◆ **Tasks to carry out**
1: Return the stretch of the depression commentary from "GM said it was" through "business, say regulators.", word for word.
2: Using the depression commentary, say whether each statement agrees with it. Answer yes or no, and quote the deciding words. (a) GM said it was cutting 10,000 jobs. (b) The Dow Jones industrials rose 382 points. (c) The writer thinks Paul Krugman is wrong to call this a depression.
3: Write what comes next in the depression commentary, starting after its final sentence.

**** Excerpt to read ****

02/11/09 London, England DEPRESSION II …The Horror…coming soon to theatres near you!

“It’s gone deep. It’s gotten worse,” said the president.

We’ve seen so many shock and horror movies over the years. We recognize the dialog. But this is no Hollywood thriller. This is real life.


It is like a Netscape News story:

“WASHINGTON (AP) – On a single day filled with staggering sums, the Obama administration, Federal Reserve and Senate attacked the deepening economic crisis Tuesday with actions that could throw as much as $3 trillion more in government and private funds into the fight against frozen credit markets and rising joblessness.

“…Wall Street investors sent stocks plunging, objecting that new rescue details from the government were too sparse. The Dow Jones industrials dropped 382 points.

“…shortly after Senate passage of an $838 billion emergency economic stimulus bill cleared the way for talks with the House… Separately, Treasury Secretary Timothy Geithner outlined plans for spending much of the $350 billion in financial bailout money recently cleared by Congress, and the Federal Reserve announced it would commit up to $1 trillion to make loans more widely available to consumers.”

GM said it was cutting 10,000 jobs…and reducing executives’ pay.

Fannie and Freddie are likely to need $200 billion more to stay in business, say regulators.

And Tim Geithner’s new bank bailout program may cost $2 trillion.

Meanwhile, practically every business and every family in America is looking for ways to cut costs. Unfortunately, one person’s cost-cutting is another person’s income. So, incomes are going down too. Then, people have to cut costs even more.

“Let’s not mince words…this looks an awful lot like the beginning of the second Great Depression,” says Nobel-prize winning economist Paul Krugman.

Paul Krugman is wrong about a great many things; but he’s right about this. This is not a recession. It’s a depression.

What’s the difference? Some economists say a depression takes 10% off the GDP. Some say it is a recession that persists for more than a year. Most have no clue.

The real difference is this: a recession is a pause in an otherwise healthy economy. A depression, on the other hand, is when the economy drops dead. There’s no point in putting on the wires or strapping on the inhaler, there has been too much brain damage already. The best you could hope to do is to keep the body alive. But it would be a vegetable. Better to let it go…quickly.

**** Provided information ****

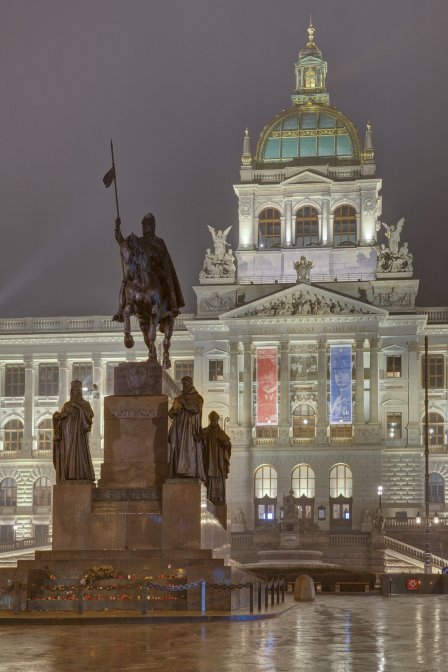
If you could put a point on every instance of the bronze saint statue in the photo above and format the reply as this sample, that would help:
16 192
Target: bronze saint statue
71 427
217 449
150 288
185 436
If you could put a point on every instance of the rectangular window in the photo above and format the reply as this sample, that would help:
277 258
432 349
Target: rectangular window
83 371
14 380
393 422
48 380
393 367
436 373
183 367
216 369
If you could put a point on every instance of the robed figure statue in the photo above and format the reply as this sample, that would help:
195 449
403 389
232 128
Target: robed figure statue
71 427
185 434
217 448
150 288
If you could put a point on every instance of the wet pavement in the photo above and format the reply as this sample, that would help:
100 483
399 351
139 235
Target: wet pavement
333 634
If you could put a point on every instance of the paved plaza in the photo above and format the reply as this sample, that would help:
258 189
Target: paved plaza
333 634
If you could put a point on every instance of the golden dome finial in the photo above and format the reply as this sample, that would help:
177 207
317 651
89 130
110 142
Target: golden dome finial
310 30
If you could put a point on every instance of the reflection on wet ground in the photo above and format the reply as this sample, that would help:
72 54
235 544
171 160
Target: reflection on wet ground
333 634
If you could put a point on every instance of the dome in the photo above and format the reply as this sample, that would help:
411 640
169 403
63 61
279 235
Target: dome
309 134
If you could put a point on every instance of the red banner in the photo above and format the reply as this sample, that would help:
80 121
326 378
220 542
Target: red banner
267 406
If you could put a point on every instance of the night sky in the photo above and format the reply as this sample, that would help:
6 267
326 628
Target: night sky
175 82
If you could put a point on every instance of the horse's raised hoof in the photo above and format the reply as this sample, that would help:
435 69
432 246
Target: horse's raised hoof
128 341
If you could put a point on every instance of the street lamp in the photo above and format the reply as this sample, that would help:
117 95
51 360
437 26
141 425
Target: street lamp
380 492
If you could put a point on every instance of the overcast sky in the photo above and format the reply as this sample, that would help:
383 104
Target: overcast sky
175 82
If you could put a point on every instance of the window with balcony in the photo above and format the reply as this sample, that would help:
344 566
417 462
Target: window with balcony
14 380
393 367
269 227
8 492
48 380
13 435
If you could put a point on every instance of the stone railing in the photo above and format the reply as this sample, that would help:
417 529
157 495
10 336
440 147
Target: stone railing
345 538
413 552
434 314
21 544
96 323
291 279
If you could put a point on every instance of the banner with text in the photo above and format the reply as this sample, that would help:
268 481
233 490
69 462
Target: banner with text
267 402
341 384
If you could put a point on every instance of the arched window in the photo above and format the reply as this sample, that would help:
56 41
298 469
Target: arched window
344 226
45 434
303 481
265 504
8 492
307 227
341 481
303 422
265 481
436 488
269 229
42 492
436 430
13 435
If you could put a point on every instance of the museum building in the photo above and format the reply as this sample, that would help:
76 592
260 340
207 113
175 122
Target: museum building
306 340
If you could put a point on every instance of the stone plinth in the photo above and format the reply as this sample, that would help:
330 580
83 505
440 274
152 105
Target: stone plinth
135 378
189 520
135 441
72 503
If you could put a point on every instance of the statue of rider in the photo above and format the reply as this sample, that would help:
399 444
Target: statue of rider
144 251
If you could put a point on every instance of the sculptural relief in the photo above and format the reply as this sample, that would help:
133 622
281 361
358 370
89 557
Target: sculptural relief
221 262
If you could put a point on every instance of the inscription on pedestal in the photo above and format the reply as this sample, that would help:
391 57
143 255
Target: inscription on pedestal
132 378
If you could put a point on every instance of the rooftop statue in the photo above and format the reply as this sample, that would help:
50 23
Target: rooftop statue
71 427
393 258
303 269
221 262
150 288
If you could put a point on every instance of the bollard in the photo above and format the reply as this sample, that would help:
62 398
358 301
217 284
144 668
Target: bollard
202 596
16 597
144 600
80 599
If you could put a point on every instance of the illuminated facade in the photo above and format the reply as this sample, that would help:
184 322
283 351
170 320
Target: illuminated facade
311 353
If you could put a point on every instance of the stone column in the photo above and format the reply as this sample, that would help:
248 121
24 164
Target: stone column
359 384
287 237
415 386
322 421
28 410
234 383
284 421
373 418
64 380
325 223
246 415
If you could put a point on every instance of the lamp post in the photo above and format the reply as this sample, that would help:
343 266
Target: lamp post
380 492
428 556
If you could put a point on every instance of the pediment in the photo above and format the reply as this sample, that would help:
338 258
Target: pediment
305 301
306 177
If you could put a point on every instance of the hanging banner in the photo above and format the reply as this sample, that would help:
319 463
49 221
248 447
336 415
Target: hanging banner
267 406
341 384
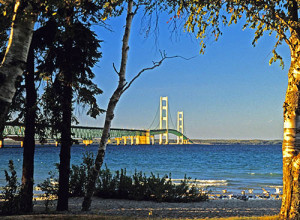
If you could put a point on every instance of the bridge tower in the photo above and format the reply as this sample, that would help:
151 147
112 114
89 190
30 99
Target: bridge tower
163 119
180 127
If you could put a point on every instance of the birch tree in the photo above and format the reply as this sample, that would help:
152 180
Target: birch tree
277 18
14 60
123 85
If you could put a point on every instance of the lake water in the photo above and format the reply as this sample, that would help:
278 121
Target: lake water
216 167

****

◆ **Results by task**
1:
GM said it was cutting 10,000 jobs…and reducing executives’ pay.

Fannie and Freddie are likely to need $200 billion more to stay in business, say regulators.

2:
(a) Yes: "GM said it was cutting 10,000 jobs…and reducing executives’ pay."
(b) No: "The Dow Jones industrials dropped 382 points."
(c) No: "Paul Krugman is wrong about a great many things; but he’s right about this."

3:
But we’re not giving advice to the Obama team. So far, they haven’t asked. Instead, they’ve got the defibrillators in their hands.

“TARP II” is how the International Herald Tribune defines Geithner’s new program. Bold in scale. Vague in detail. Geithner says he hopes to bring in private money to fund the bailout. How? We can’t imagine. It’s one thing for government to try to revive a corpse with public (mostly imaginary) money. It’s quite another for private investors to waste their own time and money. ‘What’s in it for me?’ they’re likely to answer. And if there were anything in it for them, they’d already be investing in it. It’s not as if there aren’t plenty of opportunities on the Big Board. The financial sector is down 2/3rds to 3/4s from its high. Anyone who thinks there’s money to be made can take his chances.

Instead of buying, investors are selling. Just look at what happened to the Dow yesterday. They’re selling because they think there could be a lot more pain and suffering still to come in the banking sector – and in the economy at large. And they’re right.

Nouriel Roubini, who has become a celebrity thanks to his Daily Reckoning-s**** warnings, says the losses will reach $3.6 trillion. We don’t know what the ultimate figure will be, but it is bound to be a big number. This depression is just beginning. So far, we have only had the shock in the financial industry. The real damage will come in the economy…which is only now reacting to the financial losses.

Just wait until we get deeper into this film…that’s when the real blood and gore will come.

*** “This strategy will not work,” writes Haag Sherman in Barrons. “Asset values will continue to decline, regardless of how much money the government borrows, even it if borrows printed money from the Fed. And in that case, the government risks another, more calamitous crisis – a run on US Treasury securities.”

Treasuries are going down. Everyone wonders why. Is it because fear is easing…or increasing? On the one hand, spreads between private debt and federal debt are narrowing. This signals an increase in confidence. Investors are less panicky than they were a few weeks ago. Despite Obama’s “catastrophe” talk, they seem to think we’ll muddle through somehow.

So, they figure that they can leave the safety of U.S. Treasuries and venture out where they might be able to earn some money. With 10-year yields at only 3%, investors need to look elsewhere to get any income. Now, they appear to be at least poking their heads up above the trench walls.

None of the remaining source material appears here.